Work instruction:
Only the lines with "water" in them need to be copied from the listing.

#### Input records ####

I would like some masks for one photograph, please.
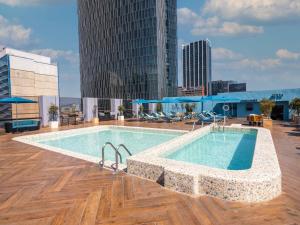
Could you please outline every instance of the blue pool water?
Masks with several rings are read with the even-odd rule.
[[[116,147],[124,144],[134,155],[147,148],[159,145],[175,137],[182,135],[180,132],[155,132],[150,130],[133,129],[108,129],[96,132],[64,136],[63,134],[55,139],[37,140],[36,142],[51,147],[61,148],[75,153],[98,157],[100,160],[102,146],[111,142]],[[114,151],[105,150],[105,159],[114,160]],[[121,150],[123,163],[126,162],[128,154]]]
[[[166,158],[227,170],[251,168],[256,131],[210,132]]]

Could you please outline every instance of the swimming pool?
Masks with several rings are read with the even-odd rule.
[[[186,194],[261,202],[281,193],[281,171],[269,130],[206,126],[127,160],[130,174]]]
[[[209,132],[166,155],[166,158],[227,170],[249,169],[256,135],[256,131]]]
[[[15,140],[69,156],[99,162],[102,146],[106,142],[111,142],[116,147],[124,144],[132,155],[135,155],[182,134],[184,132],[164,129],[101,126],[22,136]],[[109,148],[111,147],[107,146],[105,150],[105,160],[114,162],[115,152],[110,151]],[[122,150],[120,153],[125,164],[129,155]]]

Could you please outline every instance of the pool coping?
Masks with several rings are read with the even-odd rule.
[[[256,130],[253,162],[247,170],[224,170],[163,158],[210,132],[207,126],[182,135],[159,148],[153,147],[127,158],[128,173],[163,183],[174,191],[195,196],[209,195],[231,201],[261,202],[281,193],[281,171],[271,132],[265,128],[226,126],[224,129]]]
[[[172,132],[172,133],[188,133],[188,131],[186,130],[174,130],[174,129],[157,129],[157,128],[148,128],[148,127],[133,127],[133,126],[118,126],[118,125],[99,125],[99,126],[92,126],[92,127],[83,127],[83,128],[73,128],[73,129],[69,129],[69,130],[61,130],[61,131],[51,131],[51,132],[46,132],[46,133],[39,133],[39,134],[30,134],[30,135],[23,135],[23,136],[19,136],[19,137],[14,137],[12,138],[13,141],[18,141],[18,142],[22,142],[24,144],[28,144],[28,145],[32,145],[38,148],[42,148],[48,151],[52,151],[52,152],[56,152],[56,153],[60,153],[63,155],[67,155],[67,156],[71,156],[77,159],[82,159],[85,161],[89,161],[92,163],[96,163],[99,164],[100,162],[100,157],[94,157],[94,156],[89,156],[89,155],[85,155],[85,154],[81,154],[81,153],[76,153],[73,151],[69,151],[69,150],[65,150],[63,148],[58,148],[58,147],[53,147],[53,146],[49,146],[49,145],[45,145],[45,144],[40,144],[37,143],[36,141],[32,140],[33,138],[45,138],[45,137],[53,137],[55,138],[59,138],[59,136],[61,134],[67,134],[67,137],[70,137],[72,135],[78,135],[80,134],[85,134],[85,133],[90,133],[90,132],[97,132],[99,130],[107,130],[107,129],[113,129],[113,128],[117,128],[117,129],[126,129],[126,130],[148,130],[148,131],[156,131],[156,132]],[[56,137],[57,136],[57,137]],[[30,140],[31,139],[31,140]],[[172,141],[172,140],[169,140]],[[167,142],[169,142],[167,141]],[[164,142],[166,143],[166,142]],[[164,144],[162,143],[162,144]],[[159,145],[157,145],[159,146]],[[102,146],[99,146],[99,151],[101,150]],[[147,149],[146,149],[147,150]],[[144,150],[144,151],[146,151]],[[111,165],[114,162],[111,160],[105,160],[105,167],[108,169],[111,169]],[[119,169],[120,170],[125,170],[127,168],[126,164],[119,164]]]

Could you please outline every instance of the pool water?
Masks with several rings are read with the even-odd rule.
[[[155,132],[150,130],[134,129],[107,129],[94,132],[75,134],[72,136],[60,135],[51,139],[36,140],[37,143],[50,147],[61,148],[75,153],[98,157],[100,161],[101,149],[106,142],[111,142],[114,146],[124,144],[134,155],[145,149],[169,141],[182,135],[180,132]],[[105,160],[115,160],[115,152],[110,146],[105,149]],[[128,154],[125,150],[120,150],[123,163],[126,162]]]
[[[166,155],[168,159],[227,170],[251,168],[256,131],[210,132]]]

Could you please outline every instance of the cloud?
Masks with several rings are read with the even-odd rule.
[[[177,10],[178,23],[185,25],[188,23],[192,23],[195,20],[200,20],[201,18],[197,15],[197,13],[193,12],[189,8],[180,8]]]
[[[278,51],[276,52],[276,55],[278,58],[281,59],[299,59],[300,58],[300,53],[297,52],[290,52],[287,49],[278,49]]]
[[[242,55],[227,48],[212,48],[212,60],[235,60]]]
[[[212,36],[236,36],[244,34],[261,34],[264,32],[263,27],[241,25],[235,22],[223,22],[215,26],[207,24],[195,26],[192,29],[193,35],[212,35]]]
[[[72,2],[74,0],[0,0],[0,4],[8,6],[32,6],[40,4],[54,4]]]
[[[32,50],[32,53],[48,56],[52,60],[64,59],[70,63],[78,64],[79,63],[79,54],[74,53],[73,51],[64,51],[64,50],[55,50],[55,49],[36,49]]]
[[[271,21],[300,18],[299,0],[207,0],[204,14],[224,19]]]
[[[236,36],[243,34],[260,34],[264,32],[261,26],[239,24],[231,21],[221,21],[218,17],[203,18],[189,8],[178,9],[178,23],[191,26],[195,36]]]
[[[0,15],[0,43],[19,46],[30,40],[31,29],[15,24]]]
[[[268,58],[268,59],[256,60],[256,59],[245,58],[240,61],[237,61],[234,64],[234,67],[238,69],[250,68],[250,69],[266,70],[266,69],[273,69],[279,65],[281,65],[279,59]]]

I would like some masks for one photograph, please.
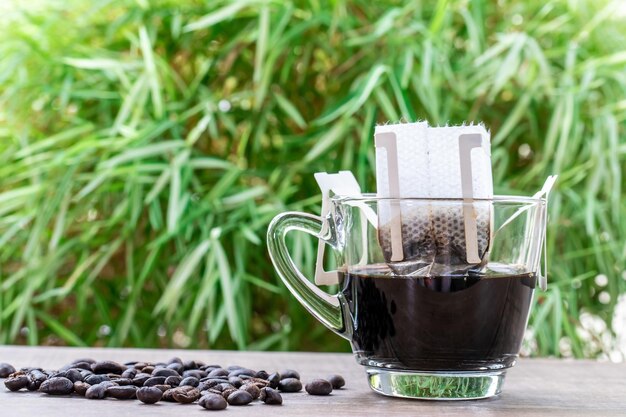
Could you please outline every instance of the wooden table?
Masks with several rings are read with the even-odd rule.
[[[370,391],[363,369],[349,354],[295,352],[225,352],[147,349],[81,349],[0,346],[0,362],[16,368],[39,366],[58,368],[80,357],[167,361],[178,356],[253,369],[300,371],[303,381],[342,374],[346,388],[328,397],[305,392],[284,394],[283,405],[259,402],[243,407],[229,406],[224,416],[626,416],[626,364],[553,359],[523,359],[509,371],[503,393],[488,400],[435,402],[387,398]],[[12,393],[0,384],[0,416],[202,416],[211,413],[197,404],[160,402],[145,405],[139,401],[81,397],[52,397],[37,392]]]

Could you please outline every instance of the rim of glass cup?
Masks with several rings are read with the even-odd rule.
[[[527,197],[517,195],[494,195],[492,198],[425,198],[425,197],[378,197],[374,193],[363,193],[360,196],[334,195],[331,197],[335,202],[367,202],[367,201],[423,201],[423,202],[475,202],[485,201],[492,203],[517,203],[517,204],[537,204],[546,203],[545,196]]]

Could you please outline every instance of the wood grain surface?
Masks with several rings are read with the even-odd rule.
[[[167,361],[174,356],[257,370],[292,368],[300,371],[303,382],[339,373],[345,377],[346,387],[327,397],[305,392],[284,394],[282,406],[257,401],[212,412],[197,404],[145,405],[137,400],[98,401],[37,392],[12,393],[0,382],[0,416],[626,416],[626,364],[523,359],[509,371],[499,397],[438,402],[387,398],[370,391],[363,368],[349,354],[0,346],[0,362],[9,362],[16,368],[53,369],[81,357],[126,362]]]

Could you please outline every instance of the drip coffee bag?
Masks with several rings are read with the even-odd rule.
[[[402,275],[465,273],[486,261],[493,197],[489,133],[482,125],[377,126],[378,236]],[[402,198],[403,200],[396,200]]]

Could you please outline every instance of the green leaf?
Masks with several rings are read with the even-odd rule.
[[[289,100],[287,100],[283,95],[279,93],[274,93],[274,97],[276,98],[276,103],[278,104],[278,107],[280,107],[281,110],[285,112],[285,114],[289,116],[291,120],[293,120],[296,126],[298,126],[300,129],[306,128],[306,122],[304,121],[304,118],[302,117],[298,109],[296,109],[296,106],[294,106]]]
[[[241,9],[253,3],[257,2],[250,0],[238,0],[226,7],[218,9],[215,12],[202,16],[195,22],[191,22],[185,25],[183,27],[183,31],[192,32],[196,30],[203,30],[210,28],[211,26],[214,26],[215,24],[220,23],[224,20],[233,19]]]
[[[43,321],[44,324],[50,328],[50,330],[70,345],[87,347],[87,344],[80,337],[78,337],[76,333],[63,326],[63,324],[61,324],[58,320],[42,311],[37,311],[35,315],[39,320]]]
[[[374,66],[371,71],[356,85],[354,92],[350,94],[347,101],[335,107],[335,109],[329,114],[317,119],[314,124],[325,125],[339,116],[349,117],[354,114],[369,98],[370,94],[374,91],[374,88],[387,71],[388,68],[385,65],[378,64]]]
[[[199,265],[202,257],[209,250],[211,244],[212,242],[210,240],[203,241],[183,259],[180,265],[178,265],[172,275],[170,283],[165,288],[163,295],[154,308],[154,314],[166,311],[167,314],[171,316],[178,300],[180,300],[185,292],[187,281],[191,278],[191,275]]]
[[[154,53],[152,44],[148,36],[148,30],[145,26],[139,28],[139,46],[143,55],[146,78],[150,85],[150,94],[152,96],[152,105],[154,106],[154,116],[161,118],[163,116],[163,98],[161,97],[161,85],[157,73],[156,63],[154,62]]]
[[[217,270],[219,272],[220,285],[222,288],[222,298],[224,300],[224,307],[226,309],[226,322],[230,330],[230,335],[237,343],[240,349],[246,346],[245,329],[242,326],[242,320],[240,319],[239,310],[237,308],[236,293],[234,277],[231,274],[230,266],[224,249],[221,243],[217,239],[218,232],[213,230],[211,232],[211,243],[215,252],[215,259],[217,262]]]

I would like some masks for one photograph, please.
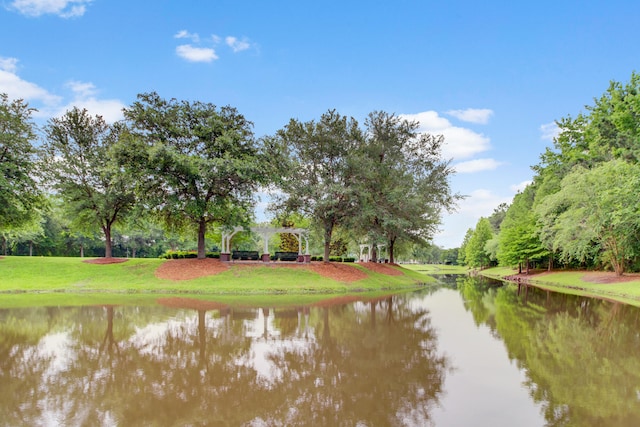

####

Result for this task:
Could you please outline every instance of the blue pool water?
Could you please outline every instance of the pool water?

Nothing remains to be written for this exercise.